> TUGAS 1:
Sebutkan jumlah baris dalam data yang memuat kata "Find", dengan membedakan huruf besar dan huruf kecil. Jawab dengan angkanya saja.

Krisis 2008-2009 ternyata dimulai di sektor keuangan Amerika Serikat yang sangat memengaruhi sektor riil ("menimbulkan resesi"), tetapi kemudian menyebar lagi ke seluruh dunia melalui sektor keuangan dan sektor riil (resesi ekonomi). Ada negara yang kena dampak krisis AS melalui sektor keuangannya, ada yangmelalui sektor riilnya, dan ada yang melalui kedua-duanya. Dampak melalui sektor riil pun ada yang langsung dan ada yang tidak langsung.

Ada satu perbedaan pokok; kalau krisis terjadi melalui sektor keuangan, dampaknya biasanya sangat drastis dan cepat meluas, termasuk ke sektor riil. Melalui sektor riil biasanya dampaknya tidak serentak besar, tetapi bertahap sedikit demi sedikit dan meluas secara perlahan sehingga sektor keuangan pun pada ronde berikutnya akan terpengaruh karena terjadi kredit macet

Di AS, karena krisis dimulai di sektor keuangan, dampaknya drastis dan cepat meluas ke sektor riil. Eropa juga mengalami hal yang sama dengan AS karena banyak dipengaruhi melalui sektor keuangan, di mana lembaga keuangan mereka banyak memiliki derivatif dari AS.

> CUPLIKAN DATA:
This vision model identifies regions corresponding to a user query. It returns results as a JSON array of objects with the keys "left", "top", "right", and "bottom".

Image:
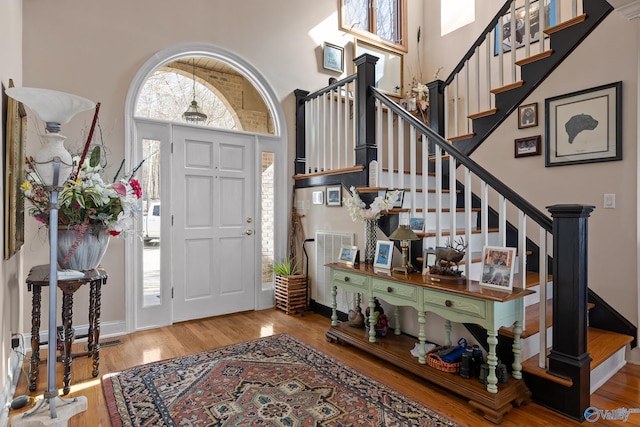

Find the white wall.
[{"left": 0, "top": 0, "right": 26, "bottom": 424}]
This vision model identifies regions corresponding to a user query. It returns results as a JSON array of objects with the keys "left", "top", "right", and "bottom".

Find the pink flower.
[
  {"left": 111, "top": 182, "right": 127, "bottom": 196},
  {"left": 129, "top": 179, "right": 142, "bottom": 199}
]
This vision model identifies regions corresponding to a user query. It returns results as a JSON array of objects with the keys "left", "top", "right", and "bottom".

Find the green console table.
[{"left": 326, "top": 263, "right": 533, "bottom": 423}]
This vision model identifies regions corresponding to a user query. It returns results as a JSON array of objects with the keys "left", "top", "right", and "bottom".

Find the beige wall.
[
  {"left": 424, "top": 0, "right": 639, "bottom": 325},
  {"left": 0, "top": 0, "right": 25, "bottom": 412}
]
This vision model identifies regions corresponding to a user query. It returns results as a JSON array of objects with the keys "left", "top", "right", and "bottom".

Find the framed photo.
[
  {"left": 493, "top": 0, "right": 556, "bottom": 55},
  {"left": 545, "top": 82, "right": 622, "bottom": 166},
  {"left": 4, "top": 79, "right": 27, "bottom": 259},
  {"left": 422, "top": 249, "right": 436, "bottom": 276},
  {"left": 518, "top": 102, "right": 538, "bottom": 129},
  {"left": 513, "top": 135, "right": 541, "bottom": 157},
  {"left": 353, "top": 39, "right": 403, "bottom": 96},
  {"left": 322, "top": 42, "right": 344, "bottom": 73},
  {"left": 338, "top": 246, "right": 358, "bottom": 267},
  {"left": 409, "top": 218, "right": 424, "bottom": 231},
  {"left": 384, "top": 190, "right": 404, "bottom": 208},
  {"left": 480, "top": 246, "right": 516, "bottom": 292},
  {"left": 373, "top": 240, "right": 393, "bottom": 270},
  {"left": 327, "top": 185, "right": 342, "bottom": 206}
]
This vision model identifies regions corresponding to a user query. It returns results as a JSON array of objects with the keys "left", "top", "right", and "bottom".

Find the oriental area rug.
[{"left": 102, "top": 334, "right": 458, "bottom": 427}]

> TUGAS 2:
Salin tanpa perubahan bagian bacaan tentang krisis 2008-2009 yang dimulai dengan kata-kata "Di AS, karena" dan berakhir dengan "derivatif dari AS.".

> CONTOH PENYELESAIAN 1:
6

> CONTOH PENYELESAIAN 2:
Di AS, karena krisis dimulai di sektor keuangan, dampaknya drastis dan cepat meluas ke sektor riil. Eropa juga mengalami hal yang sama dengan AS karena banyak dipengaruhi melalui sektor keuangan, di mana lembaga keuangan mereka banyak memiliki derivatif dari AS.